Transcribe the listing below line for line, with no changes.

##### SUPPLIED DATA

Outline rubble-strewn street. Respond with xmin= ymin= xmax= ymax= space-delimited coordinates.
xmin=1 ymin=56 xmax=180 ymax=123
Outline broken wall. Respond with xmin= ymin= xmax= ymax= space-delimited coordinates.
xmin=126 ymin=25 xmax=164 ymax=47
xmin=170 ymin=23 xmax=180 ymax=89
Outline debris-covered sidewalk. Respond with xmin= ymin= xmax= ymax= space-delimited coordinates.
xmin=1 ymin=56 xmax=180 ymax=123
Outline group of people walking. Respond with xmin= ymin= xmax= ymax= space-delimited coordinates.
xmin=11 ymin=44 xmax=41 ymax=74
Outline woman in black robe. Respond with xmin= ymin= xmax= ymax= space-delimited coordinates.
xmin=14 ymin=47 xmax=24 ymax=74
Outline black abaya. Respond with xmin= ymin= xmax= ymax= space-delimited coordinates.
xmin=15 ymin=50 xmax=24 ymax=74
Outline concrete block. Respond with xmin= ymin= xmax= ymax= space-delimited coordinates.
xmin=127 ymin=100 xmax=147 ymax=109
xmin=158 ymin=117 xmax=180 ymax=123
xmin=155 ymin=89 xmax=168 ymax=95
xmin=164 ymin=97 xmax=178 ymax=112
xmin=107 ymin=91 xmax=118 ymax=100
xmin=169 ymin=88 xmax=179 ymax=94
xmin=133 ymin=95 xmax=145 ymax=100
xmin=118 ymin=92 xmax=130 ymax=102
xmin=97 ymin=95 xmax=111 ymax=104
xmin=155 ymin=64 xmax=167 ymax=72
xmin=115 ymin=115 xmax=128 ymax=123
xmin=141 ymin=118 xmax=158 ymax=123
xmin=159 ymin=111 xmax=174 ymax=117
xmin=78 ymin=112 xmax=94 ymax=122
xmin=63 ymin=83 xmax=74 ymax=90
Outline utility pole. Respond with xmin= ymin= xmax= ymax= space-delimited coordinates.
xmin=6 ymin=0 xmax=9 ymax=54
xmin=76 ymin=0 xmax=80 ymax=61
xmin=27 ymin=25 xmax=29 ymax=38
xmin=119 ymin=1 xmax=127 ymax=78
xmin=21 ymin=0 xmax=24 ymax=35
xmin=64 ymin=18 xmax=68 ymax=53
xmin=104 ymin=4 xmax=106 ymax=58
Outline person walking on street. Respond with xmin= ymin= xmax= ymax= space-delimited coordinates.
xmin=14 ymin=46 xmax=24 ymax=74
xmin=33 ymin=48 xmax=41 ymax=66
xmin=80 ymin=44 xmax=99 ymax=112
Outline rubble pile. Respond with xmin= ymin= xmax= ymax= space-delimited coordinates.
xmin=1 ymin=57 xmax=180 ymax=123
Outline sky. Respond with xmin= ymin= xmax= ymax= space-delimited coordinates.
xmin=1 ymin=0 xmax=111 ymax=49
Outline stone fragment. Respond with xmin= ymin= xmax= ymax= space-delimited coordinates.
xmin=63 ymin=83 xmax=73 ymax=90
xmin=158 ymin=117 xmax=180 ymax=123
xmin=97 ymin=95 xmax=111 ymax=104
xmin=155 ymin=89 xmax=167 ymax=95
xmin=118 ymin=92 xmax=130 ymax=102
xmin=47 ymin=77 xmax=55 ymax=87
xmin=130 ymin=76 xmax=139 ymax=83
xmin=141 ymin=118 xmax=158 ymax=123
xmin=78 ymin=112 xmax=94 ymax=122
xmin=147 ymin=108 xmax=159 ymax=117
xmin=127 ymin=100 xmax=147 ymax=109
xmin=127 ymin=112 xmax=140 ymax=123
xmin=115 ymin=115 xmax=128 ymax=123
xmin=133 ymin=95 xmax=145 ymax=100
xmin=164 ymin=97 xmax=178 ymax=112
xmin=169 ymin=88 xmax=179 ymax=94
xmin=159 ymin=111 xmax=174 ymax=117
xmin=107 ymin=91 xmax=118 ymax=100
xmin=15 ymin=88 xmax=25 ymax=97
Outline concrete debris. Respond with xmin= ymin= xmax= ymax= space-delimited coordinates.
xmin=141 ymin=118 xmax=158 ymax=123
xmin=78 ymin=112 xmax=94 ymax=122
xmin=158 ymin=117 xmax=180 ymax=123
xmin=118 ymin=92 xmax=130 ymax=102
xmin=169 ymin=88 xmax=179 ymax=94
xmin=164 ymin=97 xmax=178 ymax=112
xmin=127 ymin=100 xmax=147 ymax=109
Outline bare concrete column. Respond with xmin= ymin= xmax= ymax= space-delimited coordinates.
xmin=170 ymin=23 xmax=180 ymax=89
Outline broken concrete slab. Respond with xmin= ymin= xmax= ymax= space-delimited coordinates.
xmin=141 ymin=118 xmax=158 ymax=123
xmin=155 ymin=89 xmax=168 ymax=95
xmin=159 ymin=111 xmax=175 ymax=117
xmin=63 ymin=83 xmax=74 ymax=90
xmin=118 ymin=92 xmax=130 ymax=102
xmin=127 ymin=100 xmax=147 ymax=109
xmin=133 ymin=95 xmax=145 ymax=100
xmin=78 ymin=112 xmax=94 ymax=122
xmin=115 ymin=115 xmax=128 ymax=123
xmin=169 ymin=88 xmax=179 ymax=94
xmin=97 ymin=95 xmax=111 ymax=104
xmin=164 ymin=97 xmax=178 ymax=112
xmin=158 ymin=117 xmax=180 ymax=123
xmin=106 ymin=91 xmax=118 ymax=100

##########

> WRITTEN REPLY:
Outline rubble-strewn street. Respond with xmin= ymin= xmax= ymax= space-delimited coordinates.
xmin=1 ymin=56 xmax=180 ymax=123
Outline broken wall. Respond with xmin= ymin= xmax= ymax= space-delimited coordinates.
xmin=126 ymin=25 xmax=164 ymax=47
xmin=170 ymin=23 xmax=180 ymax=89
Outline debris-covered sidewalk. Respond with xmin= ymin= xmax= ymax= space-delimited coordinates.
xmin=1 ymin=56 xmax=180 ymax=123
Outline group of people walking. Respond with xmin= ymin= xmax= ymax= space-delimited coordinates.
xmin=11 ymin=44 xmax=41 ymax=74
Outline woman in black robe. Respond with xmin= ymin= xmax= ymax= space-delimited coordinates.
xmin=14 ymin=47 xmax=24 ymax=74
Outline black abaya. Respond with xmin= ymin= xmax= ymax= space-delimited coordinates.
xmin=15 ymin=50 xmax=24 ymax=74
Outline concrete block. Respond with xmin= ymin= xmax= ymax= space-delimited coordinates.
xmin=127 ymin=100 xmax=147 ymax=109
xmin=158 ymin=117 xmax=180 ymax=123
xmin=155 ymin=89 xmax=168 ymax=95
xmin=164 ymin=97 xmax=178 ymax=112
xmin=107 ymin=91 xmax=118 ymax=100
xmin=169 ymin=88 xmax=179 ymax=94
xmin=133 ymin=95 xmax=145 ymax=100
xmin=118 ymin=92 xmax=130 ymax=102
xmin=97 ymin=95 xmax=111 ymax=104
xmin=155 ymin=64 xmax=167 ymax=72
xmin=115 ymin=115 xmax=128 ymax=123
xmin=141 ymin=118 xmax=158 ymax=123
xmin=159 ymin=111 xmax=174 ymax=117
xmin=78 ymin=112 xmax=94 ymax=122
xmin=63 ymin=83 xmax=74 ymax=90
Outline utility pole. Respond with xmin= ymin= xmax= ymax= space-delimited coordinates.
xmin=6 ymin=0 xmax=9 ymax=54
xmin=76 ymin=0 xmax=80 ymax=61
xmin=27 ymin=25 xmax=29 ymax=38
xmin=119 ymin=1 xmax=127 ymax=78
xmin=21 ymin=0 xmax=24 ymax=35
xmin=64 ymin=18 xmax=68 ymax=53
xmin=104 ymin=4 xmax=106 ymax=58
Outline person walking on street. Respond with xmin= ymin= xmax= ymax= space-delimited coordinates.
xmin=14 ymin=46 xmax=24 ymax=74
xmin=33 ymin=48 xmax=41 ymax=66
xmin=80 ymin=44 xmax=99 ymax=112
Outline rubble pile. Respond with xmin= ymin= xmax= ymax= space-delimited coordinates.
xmin=1 ymin=57 xmax=180 ymax=123
Outline sky. Respond with xmin= ymin= xmax= ymax= space-delimited coordinates.
xmin=1 ymin=0 xmax=111 ymax=49
Outline stone fragment. Respond with xmin= ymin= xmax= ymax= space-delimited coordinates.
xmin=63 ymin=83 xmax=73 ymax=90
xmin=158 ymin=117 xmax=180 ymax=123
xmin=97 ymin=95 xmax=111 ymax=104
xmin=155 ymin=89 xmax=167 ymax=95
xmin=118 ymin=92 xmax=130 ymax=102
xmin=47 ymin=77 xmax=55 ymax=87
xmin=130 ymin=76 xmax=139 ymax=83
xmin=141 ymin=118 xmax=158 ymax=123
xmin=78 ymin=112 xmax=94 ymax=122
xmin=147 ymin=108 xmax=159 ymax=117
xmin=127 ymin=100 xmax=147 ymax=109
xmin=127 ymin=112 xmax=140 ymax=123
xmin=115 ymin=115 xmax=128 ymax=123
xmin=133 ymin=95 xmax=145 ymax=100
xmin=164 ymin=97 xmax=178 ymax=112
xmin=169 ymin=88 xmax=179 ymax=94
xmin=159 ymin=111 xmax=174 ymax=117
xmin=107 ymin=91 xmax=118 ymax=100
xmin=15 ymin=88 xmax=25 ymax=97
Outline concrete debris. Respond with xmin= ymin= xmax= ymax= space-delimited coordinates.
xmin=141 ymin=118 xmax=158 ymax=123
xmin=78 ymin=112 xmax=94 ymax=122
xmin=158 ymin=117 xmax=180 ymax=123
xmin=118 ymin=92 xmax=130 ymax=102
xmin=169 ymin=88 xmax=179 ymax=94
xmin=164 ymin=97 xmax=178 ymax=112
xmin=127 ymin=100 xmax=147 ymax=109
Outline bare concrete column. Respond with xmin= ymin= xmax= ymax= space-delimited coordinates.
xmin=170 ymin=23 xmax=180 ymax=89
Outline broken concrete slab. Respond with xmin= ymin= xmax= ymax= space-delimited coordinates.
xmin=141 ymin=118 xmax=158 ymax=123
xmin=155 ymin=89 xmax=168 ymax=95
xmin=159 ymin=111 xmax=175 ymax=117
xmin=63 ymin=83 xmax=74 ymax=90
xmin=118 ymin=92 xmax=130 ymax=102
xmin=127 ymin=100 xmax=147 ymax=109
xmin=133 ymin=95 xmax=145 ymax=100
xmin=78 ymin=112 xmax=94 ymax=122
xmin=115 ymin=115 xmax=128 ymax=123
xmin=169 ymin=88 xmax=179 ymax=94
xmin=97 ymin=95 xmax=111 ymax=104
xmin=164 ymin=97 xmax=178 ymax=112
xmin=158 ymin=117 xmax=180 ymax=123
xmin=106 ymin=91 xmax=118 ymax=100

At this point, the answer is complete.